## Excerpt to read
= = =

Can Heat Pumps Actually Work in Cold Climates?

Consumer Reports looked into the mixed messages about whether modern heat pumps can truly replace traditional heating in cold climates. Here's what we found.

Consumer Reports

@dgoldsmith @wheatnoil

Well, yes, heat pumps are great and all but:

1) Approx 2010, an apartment bldg near where I worked got filled w CO, despite being all electric, bc something involving a tunnel under the building (!). State mandates CO detectors, everyone got out fine.

2) I had an all electric apartment in what I thought was an all electric bldg. I had lived there more than 20 years bf I discovered the first floor had gas heat.

Get a CO detector anyway.

@wheatnoil earlier this year our furnace died in winter. We went down and checked it out and the pilot light was out. We relit it and it worked again for a while but then shut off.

It was a Saturday and we managed to get a guy out. He did some work and got it up and running...until it shut off overnight. We couldn't get it to stay on, and we couldn't get anyone out until Monday.

Monday a new guy came and it turns out our furnace was shutting off due to a safety failsafe- the first guy hadn't actually checked and just reset it. They had to disable our furnace until they could get a new one in and installed because it was already leaking detectable levels of CO in the basement. So thank God our furnace wouldnt turn back on Sunday or we might have died!!

Stupidly, we didn't even have CO detectors until then. Always have tested, working detectors!!

@wheatnoil wow!!!! What a story!! I’m going to check my alarms
@wheatnoil Incredible story, and certainly a lesson for everyone.
@wheatnoil and mount it LOW. Carbon monoxide is HEAVIER than air, it sinks! I often see CO monitors mounted high on the walls or even on the ceiling, when it's gathering down near the floor.
@Katzedecimal @wheatnoil I did not know that. Thank you. I shall move mine now 👍
@Katzedecimal @wheatnoil No. Carbon Dioxide is heavier than air. Carbon Monoxide is slightly lighter than air. Vapor density of 0.97 as compared to air's 1. So if you have to worry about carbon dioxide then low would be good but you are mixing up two different gases. However it's close enough to diffuse through the room evenly, so you should be OK no matter what height it is at.
@wheatnoil A true Holiday miracle. Thank you for sharing!
@wheatnoil
Thanks for sharing! We'll place one.
@wheatnoil my old boss at J&J died of CO poisoning in a hotel room. Make sure you ask hotels if they have detectors.
@wheatnoil Thank you for sharing this. Your experience will save others.

= = =

## Source material
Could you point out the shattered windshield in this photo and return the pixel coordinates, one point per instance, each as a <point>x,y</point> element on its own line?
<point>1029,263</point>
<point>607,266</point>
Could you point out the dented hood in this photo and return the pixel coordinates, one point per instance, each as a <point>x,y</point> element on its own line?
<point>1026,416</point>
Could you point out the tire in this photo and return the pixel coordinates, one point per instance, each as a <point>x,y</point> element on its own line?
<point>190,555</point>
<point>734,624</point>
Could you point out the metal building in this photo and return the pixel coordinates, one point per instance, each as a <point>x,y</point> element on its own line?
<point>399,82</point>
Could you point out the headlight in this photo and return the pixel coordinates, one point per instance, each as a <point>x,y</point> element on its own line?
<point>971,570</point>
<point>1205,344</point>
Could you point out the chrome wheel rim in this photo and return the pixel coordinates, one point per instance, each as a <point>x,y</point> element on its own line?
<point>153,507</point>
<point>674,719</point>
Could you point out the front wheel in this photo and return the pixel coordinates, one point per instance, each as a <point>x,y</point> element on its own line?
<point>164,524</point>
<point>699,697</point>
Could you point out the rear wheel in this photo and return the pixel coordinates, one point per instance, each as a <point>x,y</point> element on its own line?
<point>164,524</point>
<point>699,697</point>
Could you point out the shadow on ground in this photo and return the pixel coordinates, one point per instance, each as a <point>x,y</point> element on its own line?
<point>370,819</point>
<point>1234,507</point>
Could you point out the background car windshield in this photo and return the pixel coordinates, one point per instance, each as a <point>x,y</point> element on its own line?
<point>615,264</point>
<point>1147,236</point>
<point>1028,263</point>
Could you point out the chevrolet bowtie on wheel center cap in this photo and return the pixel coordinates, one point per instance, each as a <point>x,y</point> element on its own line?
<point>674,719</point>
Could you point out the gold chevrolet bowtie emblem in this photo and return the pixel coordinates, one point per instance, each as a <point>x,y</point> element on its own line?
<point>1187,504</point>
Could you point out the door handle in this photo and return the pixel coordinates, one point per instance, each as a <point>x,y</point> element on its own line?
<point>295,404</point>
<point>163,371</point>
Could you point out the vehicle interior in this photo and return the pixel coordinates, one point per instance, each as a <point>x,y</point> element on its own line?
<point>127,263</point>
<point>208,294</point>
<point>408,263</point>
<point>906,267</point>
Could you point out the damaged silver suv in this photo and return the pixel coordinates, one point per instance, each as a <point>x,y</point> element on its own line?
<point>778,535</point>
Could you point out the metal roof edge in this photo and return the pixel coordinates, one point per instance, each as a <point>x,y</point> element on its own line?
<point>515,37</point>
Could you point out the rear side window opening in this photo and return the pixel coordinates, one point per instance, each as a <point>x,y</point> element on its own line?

= = =

## Directions
A: Retype everything in the carbon monoxide thread from "Consumer Reports looked" down to "got out fine.".
B: Extend the carbon monoxide thread by writing what comes after its last post.

## Set of answers
A:
Consumer Reports looked into the mixed messages about whether modern heat pumps can truly replace traditional heating in cold climates. Here's what we found.

Consumer Reports

@dgoldsmith @wheatnoil

Well, yes, heat pumps are great and all but:

1) Approx 2010, an apartment bldg near where I worked got filled w CO, despite being all electric, bc something involving a tunnel under the building (!). State mandates CO detectors, everyone got out fine.

B:
@wheatnoil We had a 15yo smoke detector age-out and start false-alarming on us a few weeks ago. Discovered all the wired smoke detectors were of a brand that got bought by Kidde, and the old detectors weren't manufactured any more; I could try my luck with a compatibility kit replacing all the old detectors, but that seemed like an unbelievable hassle that would just come back again in a decade.

So I replaced them all with Nest Protect detectors that combine Smoke and carbon monoxide. Have them in every bedroom, and hallway, and the basement besides. When MIL set one off making bacon, every detector in the house told us where the food was happening. Couldn't be happier.

(Disclaimer: I work for Google, who owns the Nest brand. This is my personal opinion and choice on this product.)

@wheatnoil that is one of the craziest CO stories i've ever heard, and i'm glad you're still here to tell it

my sister was hospitalized with CO toxicity when i was 7 years old, and i will never forget it. my father learned never to monkey around with the furnace after that.

@wheatnoil I'd say something like that was just a miracle. Good thing you were there at the time.
@wheatnoil I've been worried for days about people who normally don't deal with cold. They also don't know if you start combustibles in your home, you're likely to generate carbon monoxide. This means gas-powered heaters.
@wheatnoil Great story. You make me happy I don't have a furnace. Our winter heat & summer cooking comes from a small HVAC outside the house. No CO.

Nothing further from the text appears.